In your copy, reproduce the entries exactly as they are, minus the images.
* BEGIN SUPPLIED DATA *
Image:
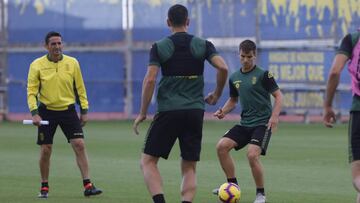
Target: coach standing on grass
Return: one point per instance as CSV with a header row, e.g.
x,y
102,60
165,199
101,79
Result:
x,y
180,57
349,51
54,84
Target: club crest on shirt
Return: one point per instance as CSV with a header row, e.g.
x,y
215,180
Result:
x,y
253,80
237,84
270,75
41,136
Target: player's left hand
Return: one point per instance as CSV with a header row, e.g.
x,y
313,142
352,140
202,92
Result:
x,y
273,122
211,98
83,119
329,117
137,121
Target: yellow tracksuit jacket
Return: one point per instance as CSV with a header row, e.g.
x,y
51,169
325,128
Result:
x,y
57,85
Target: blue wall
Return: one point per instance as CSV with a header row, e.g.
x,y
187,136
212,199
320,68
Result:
x,y
93,22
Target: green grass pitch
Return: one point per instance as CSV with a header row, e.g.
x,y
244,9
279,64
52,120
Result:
x,y
305,163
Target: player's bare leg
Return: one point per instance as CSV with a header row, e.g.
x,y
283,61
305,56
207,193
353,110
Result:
x,y
253,156
44,165
44,161
223,148
355,171
151,174
188,185
78,146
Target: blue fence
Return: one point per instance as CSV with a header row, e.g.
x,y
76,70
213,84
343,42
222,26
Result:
x,y
303,72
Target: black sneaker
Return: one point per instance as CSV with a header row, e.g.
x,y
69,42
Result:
x,y
43,192
91,190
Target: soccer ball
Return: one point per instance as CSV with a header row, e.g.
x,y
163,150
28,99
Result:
x,y
229,193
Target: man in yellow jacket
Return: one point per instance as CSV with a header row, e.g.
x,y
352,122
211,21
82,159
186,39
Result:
x,y
54,85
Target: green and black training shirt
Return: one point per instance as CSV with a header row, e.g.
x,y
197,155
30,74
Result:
x,y
253,88
181,57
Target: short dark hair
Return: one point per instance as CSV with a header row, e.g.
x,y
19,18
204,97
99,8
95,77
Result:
x,y
177,15
247,46
51,34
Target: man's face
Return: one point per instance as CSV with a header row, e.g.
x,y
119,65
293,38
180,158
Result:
x,y
247,59
54,46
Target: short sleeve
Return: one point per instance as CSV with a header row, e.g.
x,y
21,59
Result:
x,y
210,50
269,82
233,91
346,46
154,56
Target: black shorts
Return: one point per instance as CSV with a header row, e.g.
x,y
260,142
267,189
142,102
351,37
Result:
x,y
354,136
68,120
185,125
242,135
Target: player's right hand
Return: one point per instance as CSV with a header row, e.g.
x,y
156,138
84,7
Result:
x,y
137,121
36,119
329,117
219,114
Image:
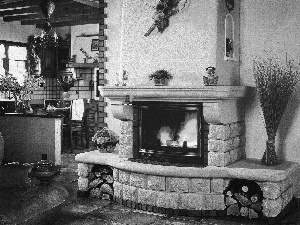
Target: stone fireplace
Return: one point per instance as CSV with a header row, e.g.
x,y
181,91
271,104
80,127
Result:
x,y
194,126
229,184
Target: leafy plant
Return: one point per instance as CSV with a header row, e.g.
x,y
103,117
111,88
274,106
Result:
x,y
275,83
160,74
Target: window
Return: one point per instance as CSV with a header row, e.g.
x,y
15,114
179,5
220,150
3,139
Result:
x,y
13,59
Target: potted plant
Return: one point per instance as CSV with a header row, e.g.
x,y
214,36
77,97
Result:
x,y
19,90
105,140
66,81
160,77
275,83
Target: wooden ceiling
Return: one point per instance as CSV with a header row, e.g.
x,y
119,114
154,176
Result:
x,y
66,13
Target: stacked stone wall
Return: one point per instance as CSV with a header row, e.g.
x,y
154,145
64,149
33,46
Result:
x,y
226,143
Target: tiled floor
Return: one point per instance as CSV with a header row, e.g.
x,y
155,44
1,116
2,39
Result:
x,y
93,211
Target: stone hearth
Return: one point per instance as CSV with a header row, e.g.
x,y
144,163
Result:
x,y
223,110
175,190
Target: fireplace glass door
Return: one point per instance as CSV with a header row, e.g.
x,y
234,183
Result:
x,y
171,132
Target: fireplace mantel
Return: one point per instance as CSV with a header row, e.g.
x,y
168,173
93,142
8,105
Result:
x,y
176,94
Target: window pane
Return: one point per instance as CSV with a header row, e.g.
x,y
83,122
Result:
x,y
17,53
17,56
2,55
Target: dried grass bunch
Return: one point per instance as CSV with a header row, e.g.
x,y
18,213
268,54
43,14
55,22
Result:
x,y
275,83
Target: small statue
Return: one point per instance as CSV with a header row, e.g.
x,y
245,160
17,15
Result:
x,y
210,79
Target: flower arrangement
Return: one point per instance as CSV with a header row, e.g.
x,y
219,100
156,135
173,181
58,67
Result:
x,y
210,79
160,77
16,89
66,81
105,139
160,74
275,83
20,91
87,56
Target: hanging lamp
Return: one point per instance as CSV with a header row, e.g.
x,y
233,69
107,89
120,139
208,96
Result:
x,y
47,8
* END SUPPLIED DATA *
SOLUTION FOR THIS TASK
Image:
Target: coach standing on grass
Return: one point per instance as CSV with a header row, e.g.
x,y
102,60
165,199
101,79
Result:
x,y
180,57
349,51
54,84
Target: club crest on shirt
Return: one point per instance as CSV with a header row, e.g.
x,y
215,180
Result:
x,y
253,80
237,84
270,75
41,136
Target: player's left hand
Return: one point per instance as CSV with a header row, e.g.
x,y
313,142
352,140
202,92
Result:
x,y
273,122
211,98
83,119
329,117
137,121
Target: yellow tracksuit jacket
Return: one point per instance as CSV with a header row, e.g.
x,y
51,169
325,128
Result:
x,y
57,85
Target: blue wall
Return: one point per instance as CSV with a header row, e.g.
x,y
187,136
212,199
320,68
Result:
x,y
93,22
Target: green grass pitch
Return: one point per instance as CSV with a header row, e.g.
x,y
244,9
279,64
52,120
Result:
x,y
305,163
Target: player's bare leg
Return: one point per instance as CSV with a header row, e.g.
x,y
283,61
305,56
207,193
353,110
Result:
x,y
253,156
44,165
44,161
223,148
355,171
151,174
188,185
78,146
Target: blue fence
Return: one point per instance as CSV with a header row, e.g.
x,y
76,70
213,84
343,42
222,26
Result:
x,y
303,72
Target: black sneaker
Return: one point per instance as CSV with a header row, e.g.
x,y
69,42
Result:
x,y
43,192
91,190
Target: soccer ball
Return: one point per instance as CSV with a header row, e.g.
x,y
163,150
28,99
Result:
x,y
229,193
Target: man in yellow jacket
Return: one point per instance as CSV with a header row, e.g.
x,y
352,122
211,21
82,159
186,39
Result:
x,y
54,85
Target: green and black training shirt
Return: one point per instance as CSV with a header row, e.g.
x,y
197,155
30,74
Result:
x,y
253,88
181,57
Target: short dark hair
Return: one point per instance as CSV with a header row, e.g.
x,y
19,18
204,97
99,8
95,77
Result:
x,y
177,15
247,46
51,34
Target: man's face
Return: one point per instance as CSV with a header row, e.g.
x,y
119,65
293,38
180,158
Result:
x,y
247,59
54,46
Target: short sleeve
Return: one point per instance as CSV with a header row, e.g.
x,y
21,59
Result:
x,y
210,50
269,82
233,91
346,46
154,56
Target: black shorts
Return: one point per instance as CSV with a header row, e.g.
x,y
260,142
267,189
142,102
351,37
Result:
x,y
354,136
68,120
185,125
242,135
Target: player's right hand
Return: one point per instance as CSV with a header row, e.g.
x,y
156,138
84,7
Result:
x,y
137,121
36,119
329,117
219,114
Image:
Target: stone fireplace
Return: one point per instance as CSV with a header row, e.g.
x,y
181,91
271,104
80,127
Result:
x,y
194,126
229,184
Target: leafy plant
Return: one point per instance as CSV with a header row, e.g.
x,y
103,117
111,88
274,106
Result:
x,y
275,83
160,74
Target: window
Return: one point per instance as CSV with a header row, e.g.
x,y
15,114
179,5
220,150
3,139
Result:
x,y
13,59
Target: potted plant
Return: one point per instance as CSV with a header row, e.g.
x,y
214,36
77,97
Result:
x,y
19,90
105,140
66,81
160,77
275,83
Target: wooden ceiling
Return: one point per instance as CSV with a header row, e.g.
x,y
119,114
154,176
Result:
x,y
66,13
Target: stacked stone wall
Return: one point per instance as CSV with a header row, e.g.
x,y
154,145
64,149
33,46
Result:
x,y
226,143
Target: tiled floor
Return: one point per instance as CSV with a header row, e.g.
x,y
155,44
1,116
2,39
Result:
x,y
93,211
Target: stone hearth
Return: one point per instance as CSV with a header row, e.g.
x,y
144,163
Result:
x,y
223,110
175,190
Target: fireplace glass door
Return: one point per instance as CSV with a header row, e.g.
x,y
234,183
Result:
x,y
171,132
Target: fireplace mantel
Return: one point per instance as CSV with a header row, e.g.
x,y
168,173
93,142
8,105
Result:
x,y
176,94
Target: window pane
Return: one point per instance as CSV with a header row, e.g.
x,y
83,122
Result:
x,y
17,53
17,56
2,55
Target: dried grass bunch
Return: one point per instance as CSV with a header row, e.g.
x,y
18,213
268,54
43,14
55,22
Result:
x,y
275,83
Target: small statue
Return: one point per instance as CSV with a header row, e.g.
x,y
245,160
17,15
Result:
x,y
210,79
Target: flower arrangement
Return: one point per instance as CSV with a header row, e.g.
x,y
219,100
156,135
173,181
58,67
Result:
x,y
210,79
160,77
16,89
66,81
105,139
160,74
275,83
20,91
87,56
Target: hanging lamp
Return: one point per instance as CSV with a header row, e.g.
x,y
233,69
107,89
120,139
208,96
Result:
x,y
47,8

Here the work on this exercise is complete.